[Spatial annotation records]
====

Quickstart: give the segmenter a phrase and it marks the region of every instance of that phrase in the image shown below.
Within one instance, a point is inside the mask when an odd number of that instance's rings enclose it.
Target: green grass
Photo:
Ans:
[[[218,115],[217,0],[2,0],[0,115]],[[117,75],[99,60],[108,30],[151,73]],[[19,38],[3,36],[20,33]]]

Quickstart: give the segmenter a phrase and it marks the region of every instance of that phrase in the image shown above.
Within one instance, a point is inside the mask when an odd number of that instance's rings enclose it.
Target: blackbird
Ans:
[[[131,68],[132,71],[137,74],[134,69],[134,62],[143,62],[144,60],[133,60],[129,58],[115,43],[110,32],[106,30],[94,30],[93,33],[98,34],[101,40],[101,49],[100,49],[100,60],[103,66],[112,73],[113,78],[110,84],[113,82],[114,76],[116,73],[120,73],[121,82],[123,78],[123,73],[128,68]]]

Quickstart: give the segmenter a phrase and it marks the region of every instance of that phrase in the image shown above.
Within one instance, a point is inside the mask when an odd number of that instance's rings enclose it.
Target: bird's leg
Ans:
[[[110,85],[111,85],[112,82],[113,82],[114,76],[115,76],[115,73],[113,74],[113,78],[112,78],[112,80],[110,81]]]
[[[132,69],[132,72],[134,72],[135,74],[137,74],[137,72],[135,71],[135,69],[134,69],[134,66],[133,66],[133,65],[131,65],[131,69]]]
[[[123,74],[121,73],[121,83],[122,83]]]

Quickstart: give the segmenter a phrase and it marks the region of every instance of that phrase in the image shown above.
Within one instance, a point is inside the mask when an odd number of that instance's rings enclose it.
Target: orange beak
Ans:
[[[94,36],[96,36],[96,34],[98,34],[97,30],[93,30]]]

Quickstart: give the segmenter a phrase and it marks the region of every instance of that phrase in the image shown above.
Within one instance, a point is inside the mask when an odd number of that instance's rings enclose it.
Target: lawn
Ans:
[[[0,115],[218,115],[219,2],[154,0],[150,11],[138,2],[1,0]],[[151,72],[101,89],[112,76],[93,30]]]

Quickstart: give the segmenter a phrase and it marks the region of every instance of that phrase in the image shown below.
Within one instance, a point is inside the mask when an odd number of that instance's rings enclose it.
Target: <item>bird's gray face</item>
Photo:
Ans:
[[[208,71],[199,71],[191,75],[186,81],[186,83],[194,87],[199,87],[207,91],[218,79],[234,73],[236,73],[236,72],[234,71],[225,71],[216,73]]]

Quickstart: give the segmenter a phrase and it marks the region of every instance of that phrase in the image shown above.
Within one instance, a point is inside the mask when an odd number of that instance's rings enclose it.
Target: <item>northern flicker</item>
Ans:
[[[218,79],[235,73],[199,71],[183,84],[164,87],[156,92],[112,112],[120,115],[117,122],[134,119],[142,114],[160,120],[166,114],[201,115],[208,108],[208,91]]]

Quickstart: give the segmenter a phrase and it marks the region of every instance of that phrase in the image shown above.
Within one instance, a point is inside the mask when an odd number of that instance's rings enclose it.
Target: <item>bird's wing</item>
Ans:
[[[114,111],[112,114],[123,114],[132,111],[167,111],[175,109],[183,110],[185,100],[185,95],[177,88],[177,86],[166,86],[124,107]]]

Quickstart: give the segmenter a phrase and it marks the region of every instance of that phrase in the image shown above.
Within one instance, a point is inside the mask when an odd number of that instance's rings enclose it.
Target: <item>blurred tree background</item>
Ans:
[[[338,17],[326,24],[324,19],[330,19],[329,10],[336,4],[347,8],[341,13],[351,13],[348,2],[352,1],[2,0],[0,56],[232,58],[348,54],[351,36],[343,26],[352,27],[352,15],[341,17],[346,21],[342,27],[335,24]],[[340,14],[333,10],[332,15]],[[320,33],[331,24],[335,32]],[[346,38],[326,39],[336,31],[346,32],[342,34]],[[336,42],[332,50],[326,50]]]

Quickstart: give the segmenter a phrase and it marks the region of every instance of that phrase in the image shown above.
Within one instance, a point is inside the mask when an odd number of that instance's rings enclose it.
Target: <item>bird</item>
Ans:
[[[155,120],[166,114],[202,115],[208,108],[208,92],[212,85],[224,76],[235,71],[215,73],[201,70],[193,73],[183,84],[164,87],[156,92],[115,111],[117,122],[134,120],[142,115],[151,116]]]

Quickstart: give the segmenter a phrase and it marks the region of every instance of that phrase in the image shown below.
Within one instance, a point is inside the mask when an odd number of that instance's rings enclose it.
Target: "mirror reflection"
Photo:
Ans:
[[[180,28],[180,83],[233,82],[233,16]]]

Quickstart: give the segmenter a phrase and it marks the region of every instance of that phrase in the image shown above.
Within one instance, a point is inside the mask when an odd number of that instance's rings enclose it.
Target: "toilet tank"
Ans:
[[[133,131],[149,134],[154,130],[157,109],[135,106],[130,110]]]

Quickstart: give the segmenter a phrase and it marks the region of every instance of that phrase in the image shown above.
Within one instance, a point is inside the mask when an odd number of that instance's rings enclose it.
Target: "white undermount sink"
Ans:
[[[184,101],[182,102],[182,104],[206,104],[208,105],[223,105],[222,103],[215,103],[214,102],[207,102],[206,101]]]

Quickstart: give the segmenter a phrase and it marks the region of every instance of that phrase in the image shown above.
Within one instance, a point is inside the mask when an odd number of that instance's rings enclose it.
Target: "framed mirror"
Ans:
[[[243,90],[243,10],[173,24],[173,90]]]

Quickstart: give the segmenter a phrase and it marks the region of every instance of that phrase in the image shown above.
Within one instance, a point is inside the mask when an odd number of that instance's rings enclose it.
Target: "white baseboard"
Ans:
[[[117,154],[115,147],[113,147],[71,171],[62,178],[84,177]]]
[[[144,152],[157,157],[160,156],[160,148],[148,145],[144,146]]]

====

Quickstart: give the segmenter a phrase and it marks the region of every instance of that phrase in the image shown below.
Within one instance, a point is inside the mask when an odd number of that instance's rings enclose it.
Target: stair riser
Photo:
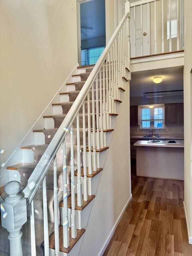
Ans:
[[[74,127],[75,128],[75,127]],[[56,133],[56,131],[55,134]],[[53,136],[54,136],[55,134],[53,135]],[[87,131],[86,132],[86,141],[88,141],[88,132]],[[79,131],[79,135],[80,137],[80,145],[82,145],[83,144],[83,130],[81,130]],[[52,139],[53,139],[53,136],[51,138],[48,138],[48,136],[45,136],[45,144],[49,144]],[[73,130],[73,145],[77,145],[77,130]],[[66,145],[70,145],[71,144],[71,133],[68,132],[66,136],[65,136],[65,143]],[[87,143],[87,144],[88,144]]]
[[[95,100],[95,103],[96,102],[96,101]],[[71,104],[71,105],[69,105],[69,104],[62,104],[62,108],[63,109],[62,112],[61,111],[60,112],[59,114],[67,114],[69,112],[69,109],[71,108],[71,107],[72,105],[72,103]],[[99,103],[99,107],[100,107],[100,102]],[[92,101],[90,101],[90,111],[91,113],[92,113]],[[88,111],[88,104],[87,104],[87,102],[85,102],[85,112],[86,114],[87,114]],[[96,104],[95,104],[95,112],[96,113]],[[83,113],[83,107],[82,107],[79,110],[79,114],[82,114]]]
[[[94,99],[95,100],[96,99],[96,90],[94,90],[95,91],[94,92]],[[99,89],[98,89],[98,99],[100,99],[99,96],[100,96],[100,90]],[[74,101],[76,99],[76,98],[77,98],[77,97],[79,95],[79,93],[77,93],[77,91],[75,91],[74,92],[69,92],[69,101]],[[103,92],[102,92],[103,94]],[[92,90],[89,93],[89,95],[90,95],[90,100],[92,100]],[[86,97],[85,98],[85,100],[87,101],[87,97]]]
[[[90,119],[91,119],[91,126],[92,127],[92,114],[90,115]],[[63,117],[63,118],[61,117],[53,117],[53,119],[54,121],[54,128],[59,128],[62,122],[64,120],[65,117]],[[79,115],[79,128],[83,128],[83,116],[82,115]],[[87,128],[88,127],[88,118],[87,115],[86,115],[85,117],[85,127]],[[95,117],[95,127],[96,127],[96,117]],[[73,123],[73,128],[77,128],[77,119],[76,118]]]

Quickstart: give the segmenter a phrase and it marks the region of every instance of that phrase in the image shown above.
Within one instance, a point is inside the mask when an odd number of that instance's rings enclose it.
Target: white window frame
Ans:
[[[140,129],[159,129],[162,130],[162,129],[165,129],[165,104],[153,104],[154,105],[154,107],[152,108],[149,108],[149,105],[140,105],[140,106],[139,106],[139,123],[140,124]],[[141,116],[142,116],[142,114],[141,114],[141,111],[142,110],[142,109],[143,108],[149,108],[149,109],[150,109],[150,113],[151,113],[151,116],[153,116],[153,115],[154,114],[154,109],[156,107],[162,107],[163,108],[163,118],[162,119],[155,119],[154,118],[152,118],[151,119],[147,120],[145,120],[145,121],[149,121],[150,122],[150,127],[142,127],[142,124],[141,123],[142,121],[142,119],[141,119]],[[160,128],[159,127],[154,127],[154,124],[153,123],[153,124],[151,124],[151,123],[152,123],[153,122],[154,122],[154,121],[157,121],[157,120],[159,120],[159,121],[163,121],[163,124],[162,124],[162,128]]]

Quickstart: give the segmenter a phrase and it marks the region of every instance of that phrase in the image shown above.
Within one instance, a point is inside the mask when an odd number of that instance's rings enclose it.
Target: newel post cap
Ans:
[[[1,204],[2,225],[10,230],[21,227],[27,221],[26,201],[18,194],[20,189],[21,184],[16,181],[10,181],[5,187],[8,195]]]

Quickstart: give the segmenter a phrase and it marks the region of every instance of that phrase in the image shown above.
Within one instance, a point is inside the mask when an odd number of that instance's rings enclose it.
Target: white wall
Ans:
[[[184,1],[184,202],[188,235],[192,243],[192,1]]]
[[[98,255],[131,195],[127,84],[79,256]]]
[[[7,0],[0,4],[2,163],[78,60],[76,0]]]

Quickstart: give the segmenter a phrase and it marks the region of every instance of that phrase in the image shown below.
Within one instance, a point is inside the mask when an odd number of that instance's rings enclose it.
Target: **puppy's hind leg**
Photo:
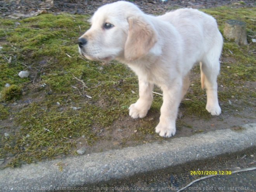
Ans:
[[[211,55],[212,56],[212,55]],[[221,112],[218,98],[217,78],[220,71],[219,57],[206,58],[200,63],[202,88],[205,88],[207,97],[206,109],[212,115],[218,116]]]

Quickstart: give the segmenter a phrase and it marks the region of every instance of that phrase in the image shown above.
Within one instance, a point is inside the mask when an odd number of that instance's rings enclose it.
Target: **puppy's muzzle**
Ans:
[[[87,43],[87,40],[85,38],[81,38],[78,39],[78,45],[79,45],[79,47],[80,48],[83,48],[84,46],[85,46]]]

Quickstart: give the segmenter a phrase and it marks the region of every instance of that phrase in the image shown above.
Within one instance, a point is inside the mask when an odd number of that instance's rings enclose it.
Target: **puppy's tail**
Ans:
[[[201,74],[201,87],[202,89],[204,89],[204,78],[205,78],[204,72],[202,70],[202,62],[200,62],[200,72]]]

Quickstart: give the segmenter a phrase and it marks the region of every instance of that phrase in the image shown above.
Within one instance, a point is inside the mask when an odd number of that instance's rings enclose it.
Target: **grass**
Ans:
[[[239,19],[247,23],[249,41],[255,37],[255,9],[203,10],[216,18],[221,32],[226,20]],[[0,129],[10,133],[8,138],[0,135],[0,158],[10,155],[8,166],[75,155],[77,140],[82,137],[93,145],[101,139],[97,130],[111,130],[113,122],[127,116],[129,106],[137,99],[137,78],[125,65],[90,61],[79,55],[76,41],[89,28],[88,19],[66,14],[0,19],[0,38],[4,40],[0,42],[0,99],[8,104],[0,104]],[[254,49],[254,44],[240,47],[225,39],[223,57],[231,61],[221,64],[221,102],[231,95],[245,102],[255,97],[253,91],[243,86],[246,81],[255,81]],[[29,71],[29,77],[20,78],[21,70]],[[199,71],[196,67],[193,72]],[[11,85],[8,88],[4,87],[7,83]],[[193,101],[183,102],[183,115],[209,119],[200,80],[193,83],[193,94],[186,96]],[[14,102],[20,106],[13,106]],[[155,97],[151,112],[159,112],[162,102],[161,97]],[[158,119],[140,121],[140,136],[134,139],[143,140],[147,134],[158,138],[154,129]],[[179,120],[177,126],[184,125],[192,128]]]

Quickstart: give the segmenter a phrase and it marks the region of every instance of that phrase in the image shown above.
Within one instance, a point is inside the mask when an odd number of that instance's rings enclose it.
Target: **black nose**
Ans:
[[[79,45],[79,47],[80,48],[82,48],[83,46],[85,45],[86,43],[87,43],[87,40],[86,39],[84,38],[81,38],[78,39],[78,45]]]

====

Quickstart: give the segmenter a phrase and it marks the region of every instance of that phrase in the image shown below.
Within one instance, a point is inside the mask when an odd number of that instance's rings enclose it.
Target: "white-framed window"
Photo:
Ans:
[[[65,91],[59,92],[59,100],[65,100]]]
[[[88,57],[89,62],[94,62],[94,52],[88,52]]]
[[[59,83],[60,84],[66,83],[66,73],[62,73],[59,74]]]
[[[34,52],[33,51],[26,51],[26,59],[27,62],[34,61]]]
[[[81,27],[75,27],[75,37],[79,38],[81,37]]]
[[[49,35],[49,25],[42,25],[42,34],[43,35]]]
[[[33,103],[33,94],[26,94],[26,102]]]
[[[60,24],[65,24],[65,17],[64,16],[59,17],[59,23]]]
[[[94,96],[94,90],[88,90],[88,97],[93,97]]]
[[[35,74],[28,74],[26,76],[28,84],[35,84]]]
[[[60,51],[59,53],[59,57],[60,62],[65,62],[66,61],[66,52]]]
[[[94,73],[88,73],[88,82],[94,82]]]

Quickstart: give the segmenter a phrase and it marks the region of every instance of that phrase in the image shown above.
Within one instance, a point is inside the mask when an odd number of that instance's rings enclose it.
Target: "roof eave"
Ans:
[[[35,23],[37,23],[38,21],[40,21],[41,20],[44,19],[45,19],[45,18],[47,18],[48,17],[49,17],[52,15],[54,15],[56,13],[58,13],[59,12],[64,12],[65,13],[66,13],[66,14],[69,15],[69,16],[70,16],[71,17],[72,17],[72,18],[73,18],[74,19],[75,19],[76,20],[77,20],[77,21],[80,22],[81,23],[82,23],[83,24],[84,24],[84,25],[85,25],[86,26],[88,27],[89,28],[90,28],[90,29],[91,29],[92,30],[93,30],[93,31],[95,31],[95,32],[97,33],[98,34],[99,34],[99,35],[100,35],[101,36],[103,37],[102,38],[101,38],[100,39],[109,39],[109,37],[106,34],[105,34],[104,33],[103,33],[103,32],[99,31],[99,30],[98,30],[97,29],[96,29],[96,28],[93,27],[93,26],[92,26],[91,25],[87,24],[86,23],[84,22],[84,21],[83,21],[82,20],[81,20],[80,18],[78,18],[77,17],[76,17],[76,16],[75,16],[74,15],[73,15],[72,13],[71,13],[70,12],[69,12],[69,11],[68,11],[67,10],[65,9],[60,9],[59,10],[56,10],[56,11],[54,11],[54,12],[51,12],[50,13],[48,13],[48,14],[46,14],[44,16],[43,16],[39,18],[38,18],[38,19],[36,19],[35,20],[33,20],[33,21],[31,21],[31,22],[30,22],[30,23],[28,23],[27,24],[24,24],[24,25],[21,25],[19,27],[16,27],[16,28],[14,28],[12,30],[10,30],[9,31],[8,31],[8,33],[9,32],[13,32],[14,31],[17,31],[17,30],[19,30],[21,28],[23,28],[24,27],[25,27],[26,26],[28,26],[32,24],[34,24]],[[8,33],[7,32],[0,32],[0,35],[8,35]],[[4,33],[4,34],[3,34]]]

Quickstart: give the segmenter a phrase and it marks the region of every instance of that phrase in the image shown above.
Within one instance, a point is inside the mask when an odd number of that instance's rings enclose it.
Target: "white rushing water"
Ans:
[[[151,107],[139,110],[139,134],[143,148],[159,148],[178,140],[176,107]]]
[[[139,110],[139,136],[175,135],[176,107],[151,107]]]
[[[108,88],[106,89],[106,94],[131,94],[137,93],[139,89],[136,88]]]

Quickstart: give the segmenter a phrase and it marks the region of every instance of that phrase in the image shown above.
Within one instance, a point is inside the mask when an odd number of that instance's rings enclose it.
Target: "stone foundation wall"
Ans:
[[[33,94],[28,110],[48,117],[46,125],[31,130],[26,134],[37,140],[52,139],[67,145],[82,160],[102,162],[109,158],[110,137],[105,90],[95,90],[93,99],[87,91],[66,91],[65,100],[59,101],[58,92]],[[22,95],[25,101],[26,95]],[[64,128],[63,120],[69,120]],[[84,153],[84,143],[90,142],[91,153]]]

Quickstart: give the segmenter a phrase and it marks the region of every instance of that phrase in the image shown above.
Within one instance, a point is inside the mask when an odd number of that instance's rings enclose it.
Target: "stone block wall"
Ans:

====

GIVEN EXERCISE: From the data above, pull out every line that contains the string "window". Only matches with the same uppercase and lowercase letters count.

REPLY TO THE EXERCISE:
Target: white window frame
Target: "white-framed window"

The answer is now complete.